● **REQUIRED ACTION**
Please transcribe the following records in full, exactly as given.

═════ SOURCE RECORDS

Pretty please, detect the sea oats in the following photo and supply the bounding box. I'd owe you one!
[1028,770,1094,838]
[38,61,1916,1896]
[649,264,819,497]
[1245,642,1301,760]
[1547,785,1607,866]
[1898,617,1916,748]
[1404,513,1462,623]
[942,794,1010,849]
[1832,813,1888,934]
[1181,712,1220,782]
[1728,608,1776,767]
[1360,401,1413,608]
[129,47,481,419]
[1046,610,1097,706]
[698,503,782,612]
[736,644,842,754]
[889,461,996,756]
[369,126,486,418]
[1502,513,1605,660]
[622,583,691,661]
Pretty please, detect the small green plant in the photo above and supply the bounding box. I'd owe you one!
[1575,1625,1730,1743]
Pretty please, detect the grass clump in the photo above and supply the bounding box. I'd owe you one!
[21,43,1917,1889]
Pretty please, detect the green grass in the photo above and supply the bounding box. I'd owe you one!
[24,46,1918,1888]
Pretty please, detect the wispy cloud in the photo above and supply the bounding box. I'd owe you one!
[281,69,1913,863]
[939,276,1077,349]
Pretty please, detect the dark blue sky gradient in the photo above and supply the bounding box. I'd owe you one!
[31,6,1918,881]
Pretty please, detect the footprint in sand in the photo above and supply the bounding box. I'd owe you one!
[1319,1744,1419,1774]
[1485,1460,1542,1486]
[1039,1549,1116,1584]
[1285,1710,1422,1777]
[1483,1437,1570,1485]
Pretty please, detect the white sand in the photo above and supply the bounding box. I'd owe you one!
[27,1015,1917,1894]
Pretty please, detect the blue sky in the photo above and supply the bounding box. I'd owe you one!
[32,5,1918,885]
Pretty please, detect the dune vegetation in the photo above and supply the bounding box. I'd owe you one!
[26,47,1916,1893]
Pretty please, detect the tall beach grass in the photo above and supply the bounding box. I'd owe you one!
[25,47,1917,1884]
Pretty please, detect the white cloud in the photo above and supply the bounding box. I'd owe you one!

══════════

● **OUTPUT**
Pretty please, detect the sea oats in the following photo and supply the bounding box. I'd owe you one!
[1028,770,1094,838]
[38,61,1916,1896]
[649,264,819,497]
[1245,642,1301,760]
[1547,785,1607,866]
[1898,617,1916,748]
[1404,513,1462,623]
[942,794,1010,849]
[1832,813,1888,934]
[1181,712,1220,782]
[1728,608,1776,767]
[1360,401,1413,608]
[129,47,481,419]
[1046,610,1097,706]
[698,503,782,612]
[736,644,842,754]
[889,461,996,756]
[369,126,486,418]
[1502,513,1605,660]
[622,583,691,661]
Pretty please, detect the small green plant in the photo above and supply the bounding box. I'd owe you one!
[1575,1625,1730,1743]
Pretty please, detect the grass clump in the photo above and supply the bounding box. I'd owe you one!
[21,43,1917,1889]
Pretty please, detect the green grass in the photo above and supply the bounding box. I'd owe you one!
[24,46,1918,1888]
Pretty please, detect the wispy cloud in the photo above and supply the bounding box. I'd owe you one!
[281,69,1913,863]
[939,276,1077,349]
Pretty please, detect the dark blue sky gradient in the photo above and supply the bounding box. I'd owe you one!
[31,6,1918,881]
Pretty please, detect the footprint in sand in the photo above and supply the bounding box. I'd owe you one!
[1319,1744,1419,1774]
[1485,1460,1542,1486]
[1039,1549,1116,1584]
[1285,1710,1422,1777]
[1483,1437,1570,1485]
Pretty please, detect the white sand in the photo above and supply the bounding box. I'd owe you one!
[27,1015,1917,1894]
Pretty please, detect the blue sky in the photo above and supply the bounding box. I'd owe you one!
[32,5,1918,885]
Pretty please, detect the dune vegetation in the photo above and supply the bounding box. I'd owe you one!
[26,47,1916,1893]
Pretty please, detect the tall beach grass in the photo above and supply the bounding box. I'd owe you one!
[25,47,1917,1884]
Pretty please, detect the white cloud in the photo above and supply the bounding box. I'd owe you one!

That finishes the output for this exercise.